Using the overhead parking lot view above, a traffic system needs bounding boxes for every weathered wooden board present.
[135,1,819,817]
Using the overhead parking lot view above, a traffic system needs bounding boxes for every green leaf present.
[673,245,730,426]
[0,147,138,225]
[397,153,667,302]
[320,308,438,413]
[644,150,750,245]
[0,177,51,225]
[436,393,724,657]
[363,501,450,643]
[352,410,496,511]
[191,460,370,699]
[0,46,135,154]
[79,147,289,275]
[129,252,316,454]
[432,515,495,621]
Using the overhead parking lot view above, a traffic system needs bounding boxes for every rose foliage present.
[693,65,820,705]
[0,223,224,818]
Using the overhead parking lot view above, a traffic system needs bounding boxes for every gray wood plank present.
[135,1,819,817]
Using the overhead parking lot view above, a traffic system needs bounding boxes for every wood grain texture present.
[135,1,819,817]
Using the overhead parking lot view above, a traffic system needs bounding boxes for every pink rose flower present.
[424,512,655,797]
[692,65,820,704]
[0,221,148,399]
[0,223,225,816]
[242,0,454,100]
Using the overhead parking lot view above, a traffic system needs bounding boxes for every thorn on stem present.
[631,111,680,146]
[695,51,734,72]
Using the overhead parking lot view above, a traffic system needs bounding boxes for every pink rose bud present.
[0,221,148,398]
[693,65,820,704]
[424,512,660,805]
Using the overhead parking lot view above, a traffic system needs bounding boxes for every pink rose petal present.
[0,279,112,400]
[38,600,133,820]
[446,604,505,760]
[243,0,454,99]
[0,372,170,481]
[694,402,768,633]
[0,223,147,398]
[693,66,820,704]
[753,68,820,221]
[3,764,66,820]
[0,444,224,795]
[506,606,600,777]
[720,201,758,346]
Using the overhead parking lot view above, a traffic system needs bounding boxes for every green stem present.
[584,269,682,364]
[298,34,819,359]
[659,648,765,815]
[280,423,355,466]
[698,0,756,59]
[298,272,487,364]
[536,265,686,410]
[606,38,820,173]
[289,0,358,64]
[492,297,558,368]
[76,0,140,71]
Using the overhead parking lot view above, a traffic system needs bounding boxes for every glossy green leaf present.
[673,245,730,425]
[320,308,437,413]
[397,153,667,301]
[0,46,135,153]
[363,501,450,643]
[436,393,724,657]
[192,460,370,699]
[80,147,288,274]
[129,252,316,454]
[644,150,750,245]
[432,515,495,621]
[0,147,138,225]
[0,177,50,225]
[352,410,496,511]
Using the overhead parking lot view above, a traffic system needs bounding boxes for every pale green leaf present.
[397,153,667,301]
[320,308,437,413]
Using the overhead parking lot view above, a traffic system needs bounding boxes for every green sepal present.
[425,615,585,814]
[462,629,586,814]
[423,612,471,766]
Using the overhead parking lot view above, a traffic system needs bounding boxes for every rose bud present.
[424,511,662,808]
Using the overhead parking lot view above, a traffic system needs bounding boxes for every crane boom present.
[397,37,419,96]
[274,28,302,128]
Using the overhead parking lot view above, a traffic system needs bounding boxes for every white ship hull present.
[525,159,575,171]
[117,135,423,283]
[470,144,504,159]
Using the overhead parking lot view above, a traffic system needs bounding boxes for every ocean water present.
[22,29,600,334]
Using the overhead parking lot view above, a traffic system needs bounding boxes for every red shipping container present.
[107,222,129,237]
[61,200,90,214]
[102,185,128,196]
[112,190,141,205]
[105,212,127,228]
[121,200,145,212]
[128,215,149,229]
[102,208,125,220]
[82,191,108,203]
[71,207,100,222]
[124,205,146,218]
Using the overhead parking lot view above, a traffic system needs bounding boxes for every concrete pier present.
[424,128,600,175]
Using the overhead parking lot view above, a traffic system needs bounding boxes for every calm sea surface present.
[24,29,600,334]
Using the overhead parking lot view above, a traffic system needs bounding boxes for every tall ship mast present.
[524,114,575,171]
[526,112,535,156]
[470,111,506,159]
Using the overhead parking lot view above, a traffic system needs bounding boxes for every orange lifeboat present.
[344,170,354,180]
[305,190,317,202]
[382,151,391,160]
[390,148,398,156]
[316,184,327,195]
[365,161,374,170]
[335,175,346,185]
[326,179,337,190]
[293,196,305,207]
************
## TASK ITEM
The goal is a faithful transcription of every entry above.

## RESULT BELOW
Using the overhead parking lot view above, a traffic system needs bounding boxes for every weathered wooden board present.
[135,1,819,817]
Using the overhead parking lot view above, a traffic system needs bounding boxes for every green leaf present.
[673,245,730,426]
[0,147,138,225]
[397,153,667,302]
[320,308,438,413]
[644,150,750,245]
[0,177,51,225]
[436,393,724,657]
[363,501,450,643]
[352,410,496,511]
[191,460,370,699]
[0,46,135,154]
[79,147,289,275]
[129,252,316,454]
[432,515,495,621]
Using the overhead parking lot view above, a traffic system needs bounding boxes for every rose foliage present.
[693,65,820,705]
[0,223,224,818]
Using the overhead parking lot view above, a traffic system needs bounding boxes for every gray wood plank present.
[135,1,819,817]
Using the overhead parking lot view above, a traffic system needs bounding boxes for every wood grain texture present.
[135,1,819,817]
Using the overhead parking lot view above, a traffic system needs bounding boxes for every pink rose flower present.
[424,512,655,797]
[692,65,820,704]
[0,221,148,399]
[0,223,225,816]
[242,0,454,100]
Using the overhead parking lot view above, a traffic system needs bounding boxes for every thorn on stem present.
[631,111,680,146]
[695,51,734,72]
Using the overhead parking lot view above, a traffic system needs bounding boxes for every pink rose bud present.
[0,221,148,398]
[693,65,820,704]
[424,512,660,805]
Using the overhead parking lot view above, a traffic system needs bounding boxes for every pink rose petal present.
[0,279,112,400]
[38,600,133,820]
[446,604,505,760]
[243,0,454,99]
[0,372,170,481]
[694,402,768,633]
[0,223,147,398]
[693,66,820,704]
[753,68,820,221]
[3,764,66,820]
[0,444,224,795]
[506,606,600,777]
[720,201,758,346]
Using the overhead parking lot view above, a traffic system needs bounding boxes for every green stem present.
[584,269,682,364]
[298,34,819,359]
[659,648,765,815]
[280,423,355,466]
[698,0,756,59]
[298,272,487,364]
[536,265,686,410]
[606,38,820,173]
[289,0,358,64]
[492,297,558,368]
[76,0,140,71]
Using the overhead parking lot view above, a traffic system needs bounding boxes for every glossy green leaf present.
[673,245,730,425]
[320,308,437,413]
[397,153,667,301]
[0,46,135,153]
[363,501,450,643]
[436,393,724,657]
[192,460,370,699]
[80,147,288,274]
[129,252,316,454]
[644,150,750,245]
[432,515,495,621]
[0,147,138,225]
[0,177,50,225]
[352,410,496,511]
Using the overhead parking lot view above, a traffic system needs bounding boxes for every pale green leaf present.
[397,153,667,301]
[320,308,437,413]
Using the overhead parking lot view above, a traffic system needs bounding boxes for every green sepal present.
[425,615,585,814]
[462,629,586,814]
[423,612,471,766]
Using the overhead parking lot view above, a traffic system needs bounding boxes for every rose bud present.
[424,511,662,808]
Using the overhead parking lot view above, a traffic system needs bounding boxes for every crane boom present.
[397,37,419,96]
[274,28,302,128]
Using the overhead parking lot view above, a traffic system needs bounding boxes for every white ship hull present.
[525,159,575,171]
[117,135,423,283]
[470,144,504,159]
Using the overhead parking lot view above, a traffic system needs bounding boxes for every ocean water present.
[22,29,600,334]
Using the overhead parking lot view above, a traffic system needs bounding boxes for every red shipping container present.
[107,222,129,237]
[61,200,90,214]
[102,185,128,196]
[112,190,141,205]
[105,212,127,228]
[121,200,145,212]
[128,215,149,229]
[102,208,125,220]
[82,191,108,203]
[71,207,100,222]
[124,205,146,218]
Using the overhead parking lot view above, a traffic system needs bounding boxes for every concrete pier present.
[424,128,600,175]
Using the overhead parking lot view above, a traffic system needs bounding boxes for every calm sea surface present.
[24,29,600,334]
Using the overhead parking lot view above, a traffic system needs bounding boxes for every tall ship mast present.
[524,114,575,171]
[526,112,535,156]
[470,111,506,159]
Using the overhead parking lot view above, a traffic system needs bounding boxes for every orange lifeboat present.
[344,170,354,180]
[305,190,317,202]
[382,151,391,160]
[390,148,398,156]
[316,184,327,195]
[365,161,374,170]
[335,175,346,185]
[326,179,337,190]
[293,196,305,207]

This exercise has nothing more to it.